• **Extract provided**:
--- START ---
Health Benefits Almost Give Woman Heart Attack

Sheila Carmody is a Content Specialist in  Internet Marketing

Sheila Carmody is a Content Specialist in Internet Marketing

In 1986, I was sitting at my desk at work when the phone rang. I picked it up and on the other end was someone from my health insurance company, health benefits I had through my employer. It was Friday and on Monday I was scheduled to go into the hospital for a pacemaker.

Right about now you’re expecting me to say they wanted to make sure I was all set for the procedure. Nope: they wanted to make sure I knew it wasn’t covered by health insurance because it was a preexisting condition. Apparently, in a previous lifetime I’d had heart block.

I was shocked. And it’s a shock that continues to reverberate in 2013 in every cell in my body. So when for example I get a notice in the mail telling me my health benefits will be terminated at the end of the year and I’ll have to buy my insurance from the new health exchange — I panic. I hyperventilate. Tears come to my eyes. It happens every time I feel my health insurance is in jeopardy because I know what can happen. Even if for only five minutes I am without health benefits the next time I need a pacemaker “they” can say: Oh well, too bad for you. That has been my experience. That and the experience of being “DENIED” when I first graduated from college and tried to buy health benefits on the open market.
--- END ---
• **Complete the following**:
**a.** Output the part of the health benefits essay starting with "Sheila Carmody is a Content Specialist in Internet" and going on through "for a pacemaker.", copied word for word.
**b.** In the health benefits essay, what was the writer scheduled to go into the hospital for on the Monday after the phone call?

• **Data excerpt**:
--- START ---
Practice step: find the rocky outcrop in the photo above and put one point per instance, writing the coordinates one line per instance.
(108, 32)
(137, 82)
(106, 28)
--- END ---
• **Answers by task**:
**a.**
Sheila Carmody is a Content Specialist in Internet Marketing

In 1986, I was sitting at my desk at work when the phone rang. I picked it up and on the other end was someone from my health insurance company, health benefits I had through my employer. It was Friday and on Monday I was scheduled to go into the hospital for a pacemaker.

**b.** A pacemaker.